- **Testo fornito**
+++

Nell’assioma Salomonico, se lo riferiamo a parti o corpi dell’Amministrazione Penitenziaria, verificata la possibilità di una convivenza civile e costruttiva, essa deve cercare in se stessa la forza e l’energia del fare e del decidere politicamente, in modo univoco, considerando che decidendo rassicura ed induce la parte a guardarsi e verificare più i punti in contatto che le antinomie.
L’emergenza Covid-19 evoca un’emergenza dentro l’altra. Perché oggi, ad allarme rientrato, delle rivolte nelle prigioni italiane non restano focolai. Ma il bilancio è pesante: 12 morti per overdose, 8 detenuti in fuga nel foggiano, 600 posti letto distrutti, 20 milioni di euro di danni. E così quella che sembrava un’emergenza esclusivamente sanitaria ha invaso altri aspetti del sistema, quelli che rivelano un’Italia fragile, come il sistema penitenziario.
Direi che le carceri non appartengono alla sola amministrazione penitenziaria e che il Dipartimento dell’Amministrazione Penitenziaria (Dap) non deve più detenere il monopolio esclusivo della gestione della esecuzione penale ma deve compartirla con gli altri attori, snellendosi nelle funzioni e nei numeri. Serve rinnovarsi con una amministrazione agile, efficiente, che risponda in tempi brevi alle sollecitazioni, nella quale si possa pensare che la tecnica della customer satisfaction sia applicabile al sistema dell’esecuzione penale, dove il “cliente” di tale sistema è il detenuto.

+++

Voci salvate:
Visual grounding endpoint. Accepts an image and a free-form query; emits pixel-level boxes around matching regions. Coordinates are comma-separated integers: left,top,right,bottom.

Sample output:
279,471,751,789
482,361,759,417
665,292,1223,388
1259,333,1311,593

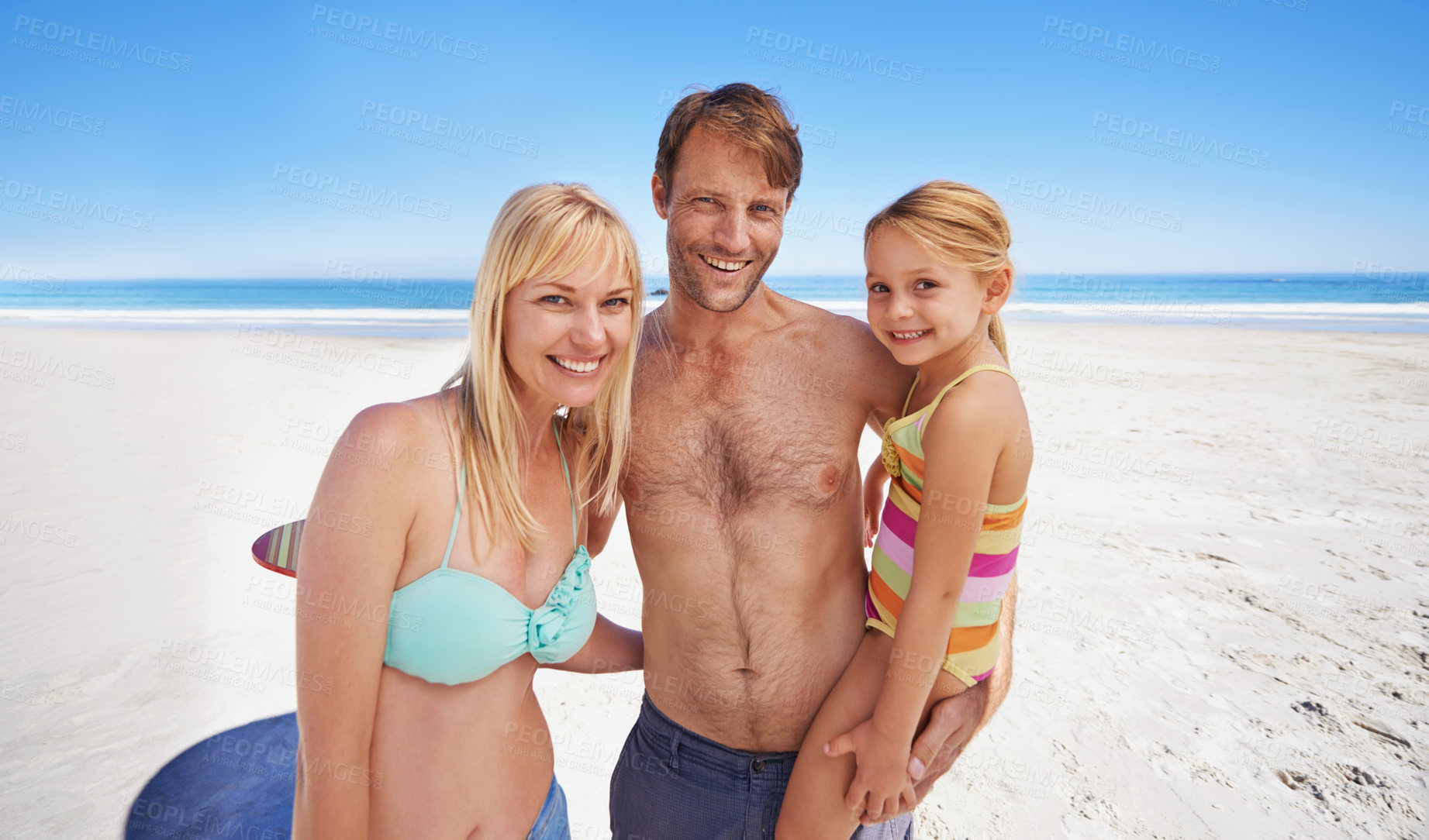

+++

Puoi stampare per intero il testo sul sistema penitenziario, senza cambiare nulla? L'elenco proviene da un'altra fonte.

Nell’assioma Salomonico, se lo riferiamo a parti o corpi dell’Amministrazione Penitenziaria, verificata la possibilità di una convivenza civile e costruttiva, essa deve cercare in se stessa la forza e l’energia del fare e del decidere politicamente, in modo univoco, considerando che decidendo rassicura ed induce la parte a guardarsi e verificare più i punti in contatto che le antinomie.
L’emergenza Covid-19 evoca un’emergenza dentro l’altra. Perché oggi, ad allarme rientrato, delle rivolte nelle prigioni italiane non restano focolai. Ma il bilancio è pesante: 12 morti per overdose, 8 detenuti in fuga nel foggiano, 600 posti letto distrutti, 20 milioni di euro di danni. E così quella che sembrava un’emergenza esclusivamente sanitaria ha invaso altri aspetti del sistema, quelli che rivelano un’Italia fragile, come il sistema penitenziario.
Direi che le carceri non appartengono alla sola amministrazione penitenziaria e che il Dipartimento dell’Amministrazione Penitenziaria (Dap) non deve più detenere il monopolio esclusivo della gestione della esecuzione penale ma deve compartirla con gli altri attori, snellendosi nelle funzioni e nei numeri. Serve rinnovarsi con una amministrazione agile, efficiente, che risponda in tempi brevi alle sollecitazioni, nella quale si possa pensare che la tecnica della customer satisfaction sia applicabile al sistema dell’esecuzione penale, dove il “cliente” di tale sistema è il detenuto.